(Location annotation data excerpts)
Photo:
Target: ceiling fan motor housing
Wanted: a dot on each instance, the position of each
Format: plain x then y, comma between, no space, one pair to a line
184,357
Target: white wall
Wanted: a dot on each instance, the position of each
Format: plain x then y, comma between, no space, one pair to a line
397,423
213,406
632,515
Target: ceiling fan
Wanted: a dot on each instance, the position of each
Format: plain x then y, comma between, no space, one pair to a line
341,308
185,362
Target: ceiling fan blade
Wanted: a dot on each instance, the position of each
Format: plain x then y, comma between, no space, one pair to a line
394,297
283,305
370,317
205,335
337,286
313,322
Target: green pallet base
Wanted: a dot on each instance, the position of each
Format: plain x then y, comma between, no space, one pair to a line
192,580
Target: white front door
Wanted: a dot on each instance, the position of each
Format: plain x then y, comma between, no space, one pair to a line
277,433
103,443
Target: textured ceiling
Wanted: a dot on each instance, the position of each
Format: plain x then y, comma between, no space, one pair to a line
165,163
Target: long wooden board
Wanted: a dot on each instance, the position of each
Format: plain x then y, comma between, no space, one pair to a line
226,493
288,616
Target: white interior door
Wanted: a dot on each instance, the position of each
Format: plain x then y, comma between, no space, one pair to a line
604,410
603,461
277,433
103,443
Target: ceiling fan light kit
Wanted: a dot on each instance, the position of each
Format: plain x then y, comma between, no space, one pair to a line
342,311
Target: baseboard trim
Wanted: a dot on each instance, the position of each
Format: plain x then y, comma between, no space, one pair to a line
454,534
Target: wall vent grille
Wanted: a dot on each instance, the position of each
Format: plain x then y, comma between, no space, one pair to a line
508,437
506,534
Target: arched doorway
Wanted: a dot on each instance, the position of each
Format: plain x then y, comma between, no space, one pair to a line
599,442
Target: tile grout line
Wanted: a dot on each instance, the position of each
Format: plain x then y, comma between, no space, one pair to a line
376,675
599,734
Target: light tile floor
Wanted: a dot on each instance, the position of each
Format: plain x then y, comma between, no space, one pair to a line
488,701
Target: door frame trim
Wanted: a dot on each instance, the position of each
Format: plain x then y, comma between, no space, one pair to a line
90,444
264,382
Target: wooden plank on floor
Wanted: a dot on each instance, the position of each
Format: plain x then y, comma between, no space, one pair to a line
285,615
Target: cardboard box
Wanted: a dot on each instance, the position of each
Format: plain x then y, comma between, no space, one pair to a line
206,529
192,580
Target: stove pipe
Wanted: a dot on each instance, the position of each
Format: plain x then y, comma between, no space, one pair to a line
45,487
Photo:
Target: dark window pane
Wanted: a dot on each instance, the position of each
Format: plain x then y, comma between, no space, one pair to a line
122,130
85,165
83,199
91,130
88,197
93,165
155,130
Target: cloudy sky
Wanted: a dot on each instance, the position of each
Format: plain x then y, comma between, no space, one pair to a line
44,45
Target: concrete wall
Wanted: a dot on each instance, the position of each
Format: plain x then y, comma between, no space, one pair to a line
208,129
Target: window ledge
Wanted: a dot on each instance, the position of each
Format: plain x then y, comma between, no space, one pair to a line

**SET PROBLEM**. Reproduce every line of the data, starting at the line containing "Target: light tile floor" and ending at the last line of the data. Raise each x and y coordinate by 42 and leave all other lines unchanged.

**WRITTEN ANSWER**.
Target: light tile floor
Wanted: a dot on each instance, the position of each
Format: plain x then y, comma between, no space, one pair to a line
530,743
Target: door frame trim
Wanted: a dot on each instance, the position of each
Format: plain x then y, comma between, no space, one pair to a line
132,486
306,424
Target: wooden plank on floor
Wanted: a dot on each instance, the position of each
Format: plain x then y, comma between, no space, one pair to a line
327,657
Target: cardboard box
Wanted: a dot on each instance, the position of each
Format: plain x then y, comma between, no space, one pair to a line
248,571
234,622
Target: stove pipe
Wanted: a dot on each instance, the position of each
Format: plain x then y, comma between, no space, one pair to a line
87,529
Photo:
Target: dark window pane
Wanted: a dot on each instance, the position of each
Format: plain x then y, comma between, no space, one pair to a line
164,172
127,207
125,241
133,172
130,239
135,207
197,172
Target: cloudy sky
Wanted: a dot on each instance, the position of each
Format: plain x then y, comma between, no space, one pair to a line
86,87
Target: concrete wall
Wanted: a dot on each instance, the position of each
Format: plain x then y, comma between, no space, one pair to a line
250,171
Target: window ledge
Wanted: a dot on each instance, the position of each
Format: plain x then y, comma between, no space, one pair to a line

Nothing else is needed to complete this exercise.